-- START OF Information shown --

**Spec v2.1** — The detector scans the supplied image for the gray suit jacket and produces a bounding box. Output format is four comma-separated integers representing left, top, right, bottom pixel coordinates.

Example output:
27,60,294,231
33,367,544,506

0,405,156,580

-- END OF Information shown --

> [Short problem]: Report each line of the records above that contains the string "right", reproducing every such line in full.

> [Written reply]:
**Spec v2.1** — The detector scans the supplied image for the gray suit jacket and produces a bounding box. Output format is four comma-separated integers representing left, top, right, bottom pixel coordinates.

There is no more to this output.